[start Text provided]

Pro - If you are an impatient biddy like me, waiting x (as in x = more than 4 months) amount of time for each publisher to consider your manuscript before being able to send it on to the next one should the first publisher decline, is like having one long session at the dentist without anaesthetic. If it takes 4 or more months for each reply then you can make only three (or less) submissions per manuscript per year (without even factoring in the christmas close-down etc). If a yes is 6 or more publishers away then this is two years to get a yes and then at least another two years (on average) before publication. Thats maybe up to four years folks assuming you get a yes at some point. If you don't get a yes, its two years of slowly pedalling backwards. I thought the pace of life was speeding up? Why is the inverse true in the publishing industry? Is it God's cruel joke? Was I that naughty? Simultaneous submissions will reduce this waiting time considerably, effectively becoming the publishing industry equivalent of prozac without the chemical side effects.

Con - if they are all nos then you've had a lot of rejection in a short period of time which is the opposite of prozac. Still, better to know sooner rather than later that that manuscript is the mouldy side of death and you can move on to honing the next piece of literary perfection. Having said that, multiple rejections are not always the last word on a manuscript which might find a home when publishing trends change. I never bury my mouldy dead manuscripts but keep them in cryogenic stasis just in case.

con - I have had the experience of having two publishers interested in the same manuscript at the same time and I have to say it was not pleasant. I stressed heaps and while overseas this kind of situation might lead to a better offer being put on the table that didn't happen here. I had to decide which publisher I preferred and it wasn't an easy decision but I believe the decision I made was the right one in the end.

I don't send simultaneous submissions to create a sense of urgency or a bidding war between publishers because I'm not Neil Gaiman or Audrey Niffeneger and publishers aren't falling over each other beating a path to my door. I do it to preserve my flimsy shred of sanity and keep my dreadful impatience in check. I also figure there's more benefit to the publisher then there is to me with single submissions which doesn't seem fair. I can't help feeling that the submissions and publishing processes are weighted in the publisher's favour. Making simultaneous submissions feels like a way of giving the author a little bit of control back. Publishers are taking longer and longer to make decisions (I've heard instances of some people getting a no after a year's wait - although this is not the norm). I'm not trying to be stroppy or controversial - I'm just trying to manage my writing career without going crazy. If manuscript turn around times were shorter I would be more than happy to do single submissions.

[end Text provided]

* _Stated task A_
Which lines of the records contain the word "finial", with case counting? Find each such line and copy it out in full.

[start Records for this task]

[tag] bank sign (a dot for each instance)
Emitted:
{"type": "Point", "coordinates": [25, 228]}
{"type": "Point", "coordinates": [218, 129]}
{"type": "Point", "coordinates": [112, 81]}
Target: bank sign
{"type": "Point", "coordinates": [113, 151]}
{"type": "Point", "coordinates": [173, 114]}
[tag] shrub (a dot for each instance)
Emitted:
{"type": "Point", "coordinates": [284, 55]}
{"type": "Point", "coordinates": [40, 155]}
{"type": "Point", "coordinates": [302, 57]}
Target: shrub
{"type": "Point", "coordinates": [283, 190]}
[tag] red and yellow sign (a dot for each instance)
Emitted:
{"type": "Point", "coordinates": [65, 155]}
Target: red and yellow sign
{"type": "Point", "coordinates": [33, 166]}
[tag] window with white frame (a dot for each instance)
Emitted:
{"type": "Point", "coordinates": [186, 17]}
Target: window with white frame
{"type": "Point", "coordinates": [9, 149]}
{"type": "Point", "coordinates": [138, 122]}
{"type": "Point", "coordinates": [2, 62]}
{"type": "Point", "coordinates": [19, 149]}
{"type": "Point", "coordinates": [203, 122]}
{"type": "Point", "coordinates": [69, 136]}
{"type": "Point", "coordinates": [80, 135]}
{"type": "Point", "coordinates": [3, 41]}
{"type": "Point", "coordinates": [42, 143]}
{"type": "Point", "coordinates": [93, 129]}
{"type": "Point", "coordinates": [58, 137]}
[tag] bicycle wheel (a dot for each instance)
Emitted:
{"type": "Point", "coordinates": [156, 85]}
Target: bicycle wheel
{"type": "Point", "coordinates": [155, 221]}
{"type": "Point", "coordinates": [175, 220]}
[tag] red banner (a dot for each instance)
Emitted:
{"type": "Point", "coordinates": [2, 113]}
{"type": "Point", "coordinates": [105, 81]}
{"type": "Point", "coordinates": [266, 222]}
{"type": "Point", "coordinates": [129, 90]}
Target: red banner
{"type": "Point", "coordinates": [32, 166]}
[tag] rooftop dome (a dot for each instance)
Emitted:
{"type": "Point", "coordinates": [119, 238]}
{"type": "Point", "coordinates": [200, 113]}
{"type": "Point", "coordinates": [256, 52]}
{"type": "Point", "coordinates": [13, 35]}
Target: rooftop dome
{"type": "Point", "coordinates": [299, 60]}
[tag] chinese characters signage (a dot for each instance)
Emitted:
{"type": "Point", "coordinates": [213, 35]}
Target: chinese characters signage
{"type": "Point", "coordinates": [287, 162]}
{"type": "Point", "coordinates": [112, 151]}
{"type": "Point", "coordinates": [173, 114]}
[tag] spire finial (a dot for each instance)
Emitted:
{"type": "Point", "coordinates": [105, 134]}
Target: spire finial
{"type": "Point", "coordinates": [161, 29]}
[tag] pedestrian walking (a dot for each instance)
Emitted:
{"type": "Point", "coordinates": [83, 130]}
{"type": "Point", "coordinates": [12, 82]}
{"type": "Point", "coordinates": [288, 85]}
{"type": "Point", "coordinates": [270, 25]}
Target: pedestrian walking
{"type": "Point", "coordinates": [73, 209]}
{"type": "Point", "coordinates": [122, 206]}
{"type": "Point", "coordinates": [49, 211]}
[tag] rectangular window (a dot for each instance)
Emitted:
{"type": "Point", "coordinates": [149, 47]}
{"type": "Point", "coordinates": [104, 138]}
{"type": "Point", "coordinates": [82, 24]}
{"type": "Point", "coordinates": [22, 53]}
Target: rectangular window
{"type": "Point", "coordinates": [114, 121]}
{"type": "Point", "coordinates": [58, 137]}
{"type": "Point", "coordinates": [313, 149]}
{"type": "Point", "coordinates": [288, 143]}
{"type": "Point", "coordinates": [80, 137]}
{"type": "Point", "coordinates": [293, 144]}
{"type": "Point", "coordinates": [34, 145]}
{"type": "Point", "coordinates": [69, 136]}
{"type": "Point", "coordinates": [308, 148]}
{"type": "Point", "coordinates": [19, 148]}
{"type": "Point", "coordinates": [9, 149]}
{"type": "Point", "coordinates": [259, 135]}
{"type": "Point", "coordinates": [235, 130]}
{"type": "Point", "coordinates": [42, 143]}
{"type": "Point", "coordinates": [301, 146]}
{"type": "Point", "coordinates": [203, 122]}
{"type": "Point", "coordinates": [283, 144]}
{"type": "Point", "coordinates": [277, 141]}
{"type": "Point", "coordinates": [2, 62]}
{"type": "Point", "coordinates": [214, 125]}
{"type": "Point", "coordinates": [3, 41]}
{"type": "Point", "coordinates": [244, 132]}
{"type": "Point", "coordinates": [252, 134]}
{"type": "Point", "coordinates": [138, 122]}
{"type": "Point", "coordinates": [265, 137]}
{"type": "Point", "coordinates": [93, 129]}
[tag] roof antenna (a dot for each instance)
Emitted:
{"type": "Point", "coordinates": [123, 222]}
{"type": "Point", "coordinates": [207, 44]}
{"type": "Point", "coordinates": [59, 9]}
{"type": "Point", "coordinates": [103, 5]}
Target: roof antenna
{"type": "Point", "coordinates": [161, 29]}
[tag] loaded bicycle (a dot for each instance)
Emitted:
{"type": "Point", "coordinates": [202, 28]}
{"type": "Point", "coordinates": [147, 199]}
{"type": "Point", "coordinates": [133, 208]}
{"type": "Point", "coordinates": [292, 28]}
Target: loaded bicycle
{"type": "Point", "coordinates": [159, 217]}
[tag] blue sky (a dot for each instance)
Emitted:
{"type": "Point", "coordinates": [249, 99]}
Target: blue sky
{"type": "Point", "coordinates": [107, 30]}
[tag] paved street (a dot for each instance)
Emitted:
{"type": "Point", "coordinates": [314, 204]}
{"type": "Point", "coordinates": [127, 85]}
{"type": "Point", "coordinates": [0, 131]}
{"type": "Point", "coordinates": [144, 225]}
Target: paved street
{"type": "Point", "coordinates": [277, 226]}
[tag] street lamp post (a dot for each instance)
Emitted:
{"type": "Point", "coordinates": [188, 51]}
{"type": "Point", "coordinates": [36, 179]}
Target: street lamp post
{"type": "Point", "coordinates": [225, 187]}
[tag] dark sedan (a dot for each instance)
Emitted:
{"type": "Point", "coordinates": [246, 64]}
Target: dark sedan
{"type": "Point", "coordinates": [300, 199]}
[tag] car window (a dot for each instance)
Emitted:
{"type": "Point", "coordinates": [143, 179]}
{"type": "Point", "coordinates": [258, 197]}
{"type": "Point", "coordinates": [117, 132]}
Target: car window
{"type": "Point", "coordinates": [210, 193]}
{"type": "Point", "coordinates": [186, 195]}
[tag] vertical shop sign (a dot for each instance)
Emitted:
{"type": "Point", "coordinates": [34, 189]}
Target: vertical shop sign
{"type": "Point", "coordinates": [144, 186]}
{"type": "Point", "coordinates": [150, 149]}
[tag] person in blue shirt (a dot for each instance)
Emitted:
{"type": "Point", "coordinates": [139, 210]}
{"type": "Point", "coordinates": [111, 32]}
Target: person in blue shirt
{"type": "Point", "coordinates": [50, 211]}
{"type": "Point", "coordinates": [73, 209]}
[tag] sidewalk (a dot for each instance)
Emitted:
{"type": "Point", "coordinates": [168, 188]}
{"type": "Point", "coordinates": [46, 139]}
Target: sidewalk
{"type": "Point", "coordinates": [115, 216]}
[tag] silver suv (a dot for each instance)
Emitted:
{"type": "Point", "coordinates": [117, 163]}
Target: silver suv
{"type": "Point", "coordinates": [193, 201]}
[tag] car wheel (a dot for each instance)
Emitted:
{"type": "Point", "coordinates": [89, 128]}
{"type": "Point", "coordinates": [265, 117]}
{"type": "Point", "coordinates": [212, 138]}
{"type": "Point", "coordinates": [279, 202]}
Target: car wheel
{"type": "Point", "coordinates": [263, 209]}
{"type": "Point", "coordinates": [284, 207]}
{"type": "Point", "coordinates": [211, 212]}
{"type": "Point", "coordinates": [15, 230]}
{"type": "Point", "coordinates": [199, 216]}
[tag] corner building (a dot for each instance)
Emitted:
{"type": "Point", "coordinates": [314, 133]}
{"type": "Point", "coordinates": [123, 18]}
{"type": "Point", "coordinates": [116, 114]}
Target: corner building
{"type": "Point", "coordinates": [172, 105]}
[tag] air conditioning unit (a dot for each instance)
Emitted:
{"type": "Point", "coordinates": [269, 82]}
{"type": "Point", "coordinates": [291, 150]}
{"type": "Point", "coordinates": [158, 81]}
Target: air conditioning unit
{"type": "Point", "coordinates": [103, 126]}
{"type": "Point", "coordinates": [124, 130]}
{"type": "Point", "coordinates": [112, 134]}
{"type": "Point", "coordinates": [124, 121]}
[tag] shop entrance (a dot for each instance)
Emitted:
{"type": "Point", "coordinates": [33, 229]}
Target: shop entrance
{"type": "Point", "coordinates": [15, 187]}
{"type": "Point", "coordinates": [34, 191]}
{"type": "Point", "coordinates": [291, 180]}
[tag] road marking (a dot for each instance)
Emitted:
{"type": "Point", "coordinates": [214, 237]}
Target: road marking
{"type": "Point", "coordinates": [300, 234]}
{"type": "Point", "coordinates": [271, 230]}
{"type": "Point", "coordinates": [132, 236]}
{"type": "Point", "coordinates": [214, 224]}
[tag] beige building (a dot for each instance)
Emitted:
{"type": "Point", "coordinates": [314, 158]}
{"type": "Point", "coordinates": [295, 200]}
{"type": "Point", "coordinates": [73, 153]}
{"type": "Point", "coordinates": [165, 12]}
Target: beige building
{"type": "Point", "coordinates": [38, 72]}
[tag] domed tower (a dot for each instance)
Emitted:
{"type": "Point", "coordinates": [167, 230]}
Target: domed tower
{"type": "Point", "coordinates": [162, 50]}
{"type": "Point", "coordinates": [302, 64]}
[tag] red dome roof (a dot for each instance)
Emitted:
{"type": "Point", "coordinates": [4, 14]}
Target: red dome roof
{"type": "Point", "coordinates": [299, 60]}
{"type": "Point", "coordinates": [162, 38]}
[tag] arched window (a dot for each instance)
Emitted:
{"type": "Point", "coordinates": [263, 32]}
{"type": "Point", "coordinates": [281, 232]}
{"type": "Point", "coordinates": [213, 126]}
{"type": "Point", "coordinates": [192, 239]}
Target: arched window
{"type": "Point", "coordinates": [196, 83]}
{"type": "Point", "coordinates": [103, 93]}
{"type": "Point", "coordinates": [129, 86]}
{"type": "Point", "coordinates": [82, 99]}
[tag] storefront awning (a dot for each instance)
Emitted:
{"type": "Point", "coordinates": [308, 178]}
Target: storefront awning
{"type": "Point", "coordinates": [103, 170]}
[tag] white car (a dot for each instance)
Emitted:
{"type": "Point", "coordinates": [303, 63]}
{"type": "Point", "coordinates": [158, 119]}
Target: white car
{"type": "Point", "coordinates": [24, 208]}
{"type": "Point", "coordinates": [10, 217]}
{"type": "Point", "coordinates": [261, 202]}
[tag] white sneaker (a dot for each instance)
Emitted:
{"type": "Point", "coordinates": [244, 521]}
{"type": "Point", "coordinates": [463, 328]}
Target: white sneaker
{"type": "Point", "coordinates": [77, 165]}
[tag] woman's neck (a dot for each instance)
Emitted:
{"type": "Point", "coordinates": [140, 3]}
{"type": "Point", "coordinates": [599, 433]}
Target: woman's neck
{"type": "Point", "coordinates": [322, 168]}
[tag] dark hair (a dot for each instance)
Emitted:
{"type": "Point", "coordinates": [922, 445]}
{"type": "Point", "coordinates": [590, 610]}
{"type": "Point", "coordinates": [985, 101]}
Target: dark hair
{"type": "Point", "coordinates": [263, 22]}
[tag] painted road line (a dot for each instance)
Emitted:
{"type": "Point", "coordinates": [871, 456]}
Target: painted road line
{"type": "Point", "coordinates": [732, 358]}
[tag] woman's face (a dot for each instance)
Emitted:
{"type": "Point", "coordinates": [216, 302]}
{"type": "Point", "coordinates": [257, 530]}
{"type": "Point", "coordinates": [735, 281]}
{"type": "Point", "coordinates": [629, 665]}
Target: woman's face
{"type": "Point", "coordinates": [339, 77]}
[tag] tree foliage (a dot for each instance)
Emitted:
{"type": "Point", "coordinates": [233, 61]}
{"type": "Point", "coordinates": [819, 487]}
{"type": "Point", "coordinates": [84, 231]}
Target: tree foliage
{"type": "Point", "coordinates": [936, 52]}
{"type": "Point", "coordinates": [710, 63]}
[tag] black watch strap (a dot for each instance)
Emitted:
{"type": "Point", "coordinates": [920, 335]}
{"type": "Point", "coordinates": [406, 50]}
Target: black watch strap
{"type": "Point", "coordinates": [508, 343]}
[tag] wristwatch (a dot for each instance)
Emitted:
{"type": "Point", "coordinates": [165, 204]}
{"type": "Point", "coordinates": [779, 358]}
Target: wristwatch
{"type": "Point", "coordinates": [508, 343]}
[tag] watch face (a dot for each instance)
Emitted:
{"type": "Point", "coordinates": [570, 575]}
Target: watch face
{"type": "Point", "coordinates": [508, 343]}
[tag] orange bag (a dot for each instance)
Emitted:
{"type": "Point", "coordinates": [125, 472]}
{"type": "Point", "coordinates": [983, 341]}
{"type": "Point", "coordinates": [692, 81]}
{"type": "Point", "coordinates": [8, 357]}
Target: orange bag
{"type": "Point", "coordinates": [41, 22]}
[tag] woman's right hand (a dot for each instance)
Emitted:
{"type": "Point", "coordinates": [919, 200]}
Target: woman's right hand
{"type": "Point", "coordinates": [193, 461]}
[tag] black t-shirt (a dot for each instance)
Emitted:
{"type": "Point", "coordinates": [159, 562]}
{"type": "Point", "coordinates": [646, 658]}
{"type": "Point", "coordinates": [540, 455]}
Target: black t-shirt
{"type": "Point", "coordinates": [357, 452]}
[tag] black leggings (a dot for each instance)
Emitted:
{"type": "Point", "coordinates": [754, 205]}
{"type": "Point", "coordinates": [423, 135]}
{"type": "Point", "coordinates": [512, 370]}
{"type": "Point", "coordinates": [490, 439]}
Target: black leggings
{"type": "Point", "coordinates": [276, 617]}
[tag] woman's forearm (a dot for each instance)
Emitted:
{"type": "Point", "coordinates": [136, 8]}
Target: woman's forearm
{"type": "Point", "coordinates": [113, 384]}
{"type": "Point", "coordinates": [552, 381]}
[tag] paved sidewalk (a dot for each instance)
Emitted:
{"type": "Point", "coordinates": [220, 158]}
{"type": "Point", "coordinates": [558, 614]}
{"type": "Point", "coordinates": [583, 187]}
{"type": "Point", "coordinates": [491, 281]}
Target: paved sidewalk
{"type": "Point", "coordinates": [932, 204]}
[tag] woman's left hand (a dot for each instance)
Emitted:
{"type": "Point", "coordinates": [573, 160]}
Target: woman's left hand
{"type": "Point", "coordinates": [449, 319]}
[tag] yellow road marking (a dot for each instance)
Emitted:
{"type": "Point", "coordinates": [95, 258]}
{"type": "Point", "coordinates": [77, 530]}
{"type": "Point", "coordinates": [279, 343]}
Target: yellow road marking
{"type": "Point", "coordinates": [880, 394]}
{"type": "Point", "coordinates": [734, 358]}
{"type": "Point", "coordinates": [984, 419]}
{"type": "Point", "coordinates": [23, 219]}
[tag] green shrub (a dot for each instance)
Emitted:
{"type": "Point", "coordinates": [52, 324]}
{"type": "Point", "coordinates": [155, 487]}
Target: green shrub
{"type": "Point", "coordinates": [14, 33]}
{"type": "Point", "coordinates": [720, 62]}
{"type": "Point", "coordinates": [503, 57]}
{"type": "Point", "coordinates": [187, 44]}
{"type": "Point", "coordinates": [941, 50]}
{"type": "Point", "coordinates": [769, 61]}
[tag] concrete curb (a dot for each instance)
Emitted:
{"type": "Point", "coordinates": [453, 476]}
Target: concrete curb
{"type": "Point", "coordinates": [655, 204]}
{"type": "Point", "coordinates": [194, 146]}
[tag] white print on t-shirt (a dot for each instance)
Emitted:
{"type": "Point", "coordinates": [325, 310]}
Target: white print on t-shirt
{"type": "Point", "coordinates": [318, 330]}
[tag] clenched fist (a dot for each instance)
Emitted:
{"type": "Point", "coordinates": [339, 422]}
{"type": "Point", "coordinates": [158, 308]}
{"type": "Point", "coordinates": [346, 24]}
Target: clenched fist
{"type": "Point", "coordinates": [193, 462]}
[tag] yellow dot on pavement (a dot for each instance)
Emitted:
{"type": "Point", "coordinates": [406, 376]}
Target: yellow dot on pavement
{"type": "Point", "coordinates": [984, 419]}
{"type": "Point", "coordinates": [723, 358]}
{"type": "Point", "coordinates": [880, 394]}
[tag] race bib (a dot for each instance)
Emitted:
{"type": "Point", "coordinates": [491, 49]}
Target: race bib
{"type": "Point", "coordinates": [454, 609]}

[end Records for this task]

* _Stated task B_
Set down the part of the post on simultaneous manuscript submissions that opens with the words containing "Con - if they" and closes with "just in case.", copied word for word.

* _Exercise output A_
[tag] spire finial (a dot for each instance)
Target: spire finial

* _Exercise output B_
Con - if they are all nos then you've had a lot of rejection in a short period of time which is the opposite of prozac. Still, better to know sooner rather than later that that manuscript is the mouldy side of death and you can move on to honing the next piece of literary perfection. Having said that, multiple rejections are not always the last word on a manuscript which might find a home when publishing trends change. I never bury my mouldy dead manuscripts but keep them in cryogenic stasis just in case.